Update maxProductSubarray and minRotatedSortedarray algorithms

Author: sudheerj

src/javascript/algorithms/array/8.maxProductSubarray/maxProductSubarray.js

@@ -1,18 +1,18 @@
 function maxProductSubArray(nums) {
-    let result = nums[0];
-    let currentMax = currentMin = 1;
+    let result = nums[0], currentMax = nums[0], currentMin = nums[0];
 
-    for(let num of nums) {
-        let tempMaxProduct = currentMax * num;
-        let tempMinProduct = currentMin * num;
-        currentMax = Math.max(Math.max(tempMaxProduct, tempMinProduct), num);
-        currentMin = Math.min(Math.min(tempMaxProduct, tempMinProduct), num);
+    for(let i=1; i < nums.length; i++) {
+        const num = nums[i];
+        const tempMaxProduct = currentMax * num;
+        const tempMinProduct = currentMin * num;
+        currentMax = Math.max(num, tempMaxProduct, tempMinProduct);
+        currentMin = Math.min(num, tempMaxProduct, tempMinProduct);
         result = Math.max(result, currentMax);
     }
     return result;
 }
 
 let numbers1 = [6, 7,-4, 5, 8, 1];
 console.log(maxProductSubArray(numbers1));
-let numbers2 = [2, 7,-4, 0, 3, 3];
+let numbers2 = [2, -7, -4, 0, 3, 3];
 console.log(maxProductSubArray(numbers2));

src/javascript/algorithms/array/8.maxProductSubarray/maxProductSubarray.md

@@ -7,35 +7,51 @@ Input: nums = [6, 7,-4, 5, 8, ]
 Output: 6
 
 Example 2:
-Input: nums = [-2,0,-2]
+Input: nums = [-2, 0, -2]
 Output: 0
 
-**Algorithmic Steps:**
+## Algorithmic Steps
 
-This problem is solved with the help of **Kadane's algorithm**(dynamic programming technique). The algorithmic approach can be summarized as follows:
+This problem is efficiently solved using a variation of **Kadane's Algorithm** tailored for products. It tracks both the **maximum** and **minimum** product ending at each position, due to the behavior of negative numbers.
 
-1. Initialize the maximum product subarray(`result`) with a first number. 
+1. **Initialize** three variables with the first element of the array `nums[0]`:
+   - `result`: Holds the maximum product found so far.
+   - `currentMax`: Tracks the maximum product ending at the current index.
+   - `currentMin`: Tracks the minimum product ending at the current index.
 
- **Note:** It is not suggested to assign the value to either 0 or 1 because the maximum value can be less than or equal to 0.
+   > **Note:** We initialize all three with the first element instead of 1 or 0 to properly account for arrays with negative or single values.

========================

* TO-DO LIST *
[1] In the updated code of the commit, what value do `result`, `currentMax` and `currentMin` all start with?
[2] Please switch "large boulder" to "big rock" throughout the records and leave every other line as it is.
The records are from a source unrelated to the commit.

========================

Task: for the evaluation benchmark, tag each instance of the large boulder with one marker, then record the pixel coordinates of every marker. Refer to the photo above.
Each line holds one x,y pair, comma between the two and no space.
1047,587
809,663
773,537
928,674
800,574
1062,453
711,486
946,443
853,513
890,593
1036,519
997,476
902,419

========================

* SOLUTIONS TO THE PROBLEMS *
[1] They all start with `nums[0]`, the first element of the array.

[2]
Task: for the evaluation benchmark, tag each instance of the big rock with one marker, then record the pixel coordinates of every marker. Refer to the photo above.
Each line holds one x,y pair, comma between the two and no space.
1047,587
809,663
773,537
928,674
800,574
1062,453
711,486
946,443
853,513
890,593
1036,519
997,476
902,419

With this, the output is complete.